▸ Passage for review
Whatever I want in the R line?


Hello, Coaches. Thank you for your help.

After 18 months of working on our marriage, alone and together, I am clear that this marriage is not what’s best going forward. It’s not what I want, even though I love him. There’s nothing ugly going on, no affairs, just that we’ve evolved in different directions after 20+ years. My husband disagrees. We were in the middle of this conversation when Covid hit, so we put the discussions on ice. We have kids at home whom we’re trying to shield as much as possible from this convo (understanding that they pick up on a lot anyway, probably) + my husband doesn’t sleep when we’re in these types of conversations. Not good for immunity. We shelved the whole conversation.

But it’s omnipresent for me. Hard to think about anything else. I’m doing the best I can at processing my emotions before my family wakes up, and throughout the day in the bathroom or while on a walk alone. The emotion is usually guilt. I feel like it would be so much easier if HE was the one who wanted to end the marriage. When I was on a walk this morning it was still dark out, and the thought crossed my mind that maybe I should wait to start my walk until it was lighter out because it might be dangerous. But the next thought was that if I was brutally attacked, then he probably wouldn’t be so angry at me when after lockdown I tell him I think we shouldn’t be married any more. It was quite pathetic: I was actually wishing this bad thing would happen in hopes that it would control his emotions.

What am I trying to avoid?? In the past he has told me that if we don’t stay married, he’d never recover and be a horrible father, so he’d want as little to do with us as possible. This would devastate our kids. They think he hung the moon. He’s a very very involved dad, so I don’t fully believe he’d disappear, but I could see how with his personality type that he could have an extreme response–an extremely positive one or an extremely negative one. I worry about it constantly. It’s always running in the background. I’m exhausting myself. It’s affecting my work, everything. I feel like I’m dying inside.

▸ Dataset
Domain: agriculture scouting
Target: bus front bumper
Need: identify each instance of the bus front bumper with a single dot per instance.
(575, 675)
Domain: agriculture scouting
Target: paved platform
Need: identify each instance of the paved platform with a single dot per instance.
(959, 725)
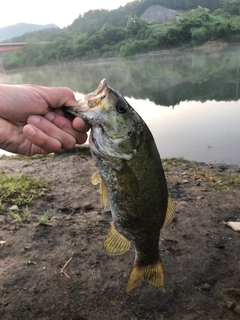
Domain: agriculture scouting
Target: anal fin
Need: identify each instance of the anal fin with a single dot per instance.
(115, 242)
(170, 213)
(97, 179)
(153, 274)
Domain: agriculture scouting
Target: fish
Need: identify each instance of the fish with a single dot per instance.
(131, 179)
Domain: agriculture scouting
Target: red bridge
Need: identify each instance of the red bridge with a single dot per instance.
(4, 47)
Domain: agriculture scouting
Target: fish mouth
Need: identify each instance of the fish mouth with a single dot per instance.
(88, 102)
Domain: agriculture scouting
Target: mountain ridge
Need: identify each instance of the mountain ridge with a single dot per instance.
(16, 30)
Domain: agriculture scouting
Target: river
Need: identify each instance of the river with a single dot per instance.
(190, 100)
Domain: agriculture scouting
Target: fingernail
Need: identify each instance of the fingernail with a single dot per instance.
(31, 131)
(33, 119)
(49, 116)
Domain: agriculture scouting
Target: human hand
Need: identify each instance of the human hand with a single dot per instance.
(32, 122)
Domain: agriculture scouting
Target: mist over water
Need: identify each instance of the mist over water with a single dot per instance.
(190, 100)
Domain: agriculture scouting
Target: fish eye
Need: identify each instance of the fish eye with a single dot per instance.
(121, 108)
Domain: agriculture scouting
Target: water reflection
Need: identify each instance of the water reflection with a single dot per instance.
(189, 99)
(207, 132)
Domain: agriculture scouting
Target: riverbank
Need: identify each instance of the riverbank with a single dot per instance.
(59, 270)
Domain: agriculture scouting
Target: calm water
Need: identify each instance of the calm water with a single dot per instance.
(190, 100)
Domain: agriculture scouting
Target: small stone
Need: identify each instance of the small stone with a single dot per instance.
(14, 208)
(234, 225)
(237, 309)
(181, 205)
(88, 206)
(231, 305)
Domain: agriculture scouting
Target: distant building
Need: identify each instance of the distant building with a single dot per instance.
(159, 14)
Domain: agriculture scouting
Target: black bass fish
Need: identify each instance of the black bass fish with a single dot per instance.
(131, 178)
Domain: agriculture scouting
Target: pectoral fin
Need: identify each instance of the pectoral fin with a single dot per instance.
(116, 243)
(97, 179)
(153, 274)
(170, 213)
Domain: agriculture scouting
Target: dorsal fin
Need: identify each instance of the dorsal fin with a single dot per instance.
(115, 242)
(170, 213)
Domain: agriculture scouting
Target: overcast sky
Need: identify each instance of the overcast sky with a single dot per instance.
(61, 13)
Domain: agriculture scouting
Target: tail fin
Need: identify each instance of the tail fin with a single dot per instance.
(153, 274)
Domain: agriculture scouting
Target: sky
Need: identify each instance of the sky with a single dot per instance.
(61, 13)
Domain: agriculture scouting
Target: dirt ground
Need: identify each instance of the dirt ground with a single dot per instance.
(200, 252)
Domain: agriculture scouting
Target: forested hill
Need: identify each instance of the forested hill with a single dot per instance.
(121, 32)
(119, 17)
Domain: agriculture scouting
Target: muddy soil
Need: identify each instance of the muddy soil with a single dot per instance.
(200, 252)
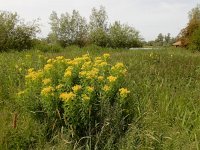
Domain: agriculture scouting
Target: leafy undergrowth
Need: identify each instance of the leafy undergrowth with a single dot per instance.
(164, 103)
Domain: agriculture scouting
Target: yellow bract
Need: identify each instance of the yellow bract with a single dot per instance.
(67, 96)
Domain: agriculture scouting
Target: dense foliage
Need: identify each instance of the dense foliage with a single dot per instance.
(188, 34)
(14, 33)
(84, 96)
(74, 30)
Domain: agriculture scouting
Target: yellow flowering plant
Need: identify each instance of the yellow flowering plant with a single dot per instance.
(81, 93)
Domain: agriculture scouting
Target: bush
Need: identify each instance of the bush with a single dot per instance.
(14, 33)
(85, 96)
(195, 41)
(45, 47)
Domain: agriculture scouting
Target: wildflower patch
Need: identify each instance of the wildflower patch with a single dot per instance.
(82, 93)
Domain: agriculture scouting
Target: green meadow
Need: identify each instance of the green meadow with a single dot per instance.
(164, 89)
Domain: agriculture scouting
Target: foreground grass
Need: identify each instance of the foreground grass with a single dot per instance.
(164, 84)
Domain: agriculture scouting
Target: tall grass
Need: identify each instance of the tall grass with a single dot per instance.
(164, 84)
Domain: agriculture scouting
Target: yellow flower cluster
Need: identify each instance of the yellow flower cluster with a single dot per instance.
(85, 97)
(46, 81)
(124, 92)
(106, 88)
(112, 79)
(90, 89)
(47, 91)
(67, 96)
(33, 75)
(48, 67)
(59, 86)
(91, 74)
(76, 88)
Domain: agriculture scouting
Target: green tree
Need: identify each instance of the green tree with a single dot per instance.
(193, 24)
(122, 35)
(195, 40)
(159, 40)
(68, 29)
(98, 30)
(14, 33)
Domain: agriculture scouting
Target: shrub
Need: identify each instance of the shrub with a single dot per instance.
(195, 41)
(14, 33)
(83, 95)
(45, 47)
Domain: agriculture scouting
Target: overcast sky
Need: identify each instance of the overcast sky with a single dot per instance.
(150, 17)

▸ Task requirements
1. In the letter to the coaches, decide whether each statement agrees with the text: (a) The writer and the husband stopped their discussions about the marriage when Covid hit. (b) The writer says one of them had an affair. (c) The writer fully believes the husband would disappear from the children's lives.
2. Extend the letter to the coaches, picking up after its final sentence.

▸ Responses to the exercise
1.
(a) Yes: "We were in the middle of this conversation when Covid hit, so we put the discussions on ice."
(b) No: "There’s nothing ugly going on, no affairs"
(c) No: "so I don’t fully believe he’d disappear"

2.
During our conversations this fall, way before Covid, he showed a side of himself that made me think we actually COULD preserve some aspect of ‘family’ even after divorce, if I maintain a standard of loving action and hold the vision for a future that’s actually better for each one of us. Even if it’s different than what we thought it would be when we got married. I know that if he and I both get on board with constructing a positive future, we can do this. He’s enough of an iconoclast that I know a part of him would revel at how we can take conscious uncoupling to a whole new level. And if we approach it this way, our kids will go along with it and while they’ll be sad about some parts of it, they’ll also likely roll with it much more easily than if he or I is suffering about it.

Brooke says we can put anything in the R line that we want. I want my R line to be:

Each of us is thriving as part of this differently-organized family and individually. We are each better off.

This involves other people, whom I don’t control. What do I do about that? Just believe it’s possible anyway? Or do I need to alter the model in some way?

For that to be my R line, then I need to believe things like:

We are each resilient AF.

This will strengthen and stretch us in ways that blow our minds.

We will impress ourselves with our capabilities.

We are on a cutting edge journey towards wholeness that will yield phenomenal dividends.

The best is yet to come for each of us.

When I think these thoughts, I feel courageous, excited, appreciative of my family members.

Is this legal? : )

Can I actually think this way? Is it ethical for me to think these thoughts and believe that my preferred R line is not only possible, but what is going to happen because I will not stop until it’s true?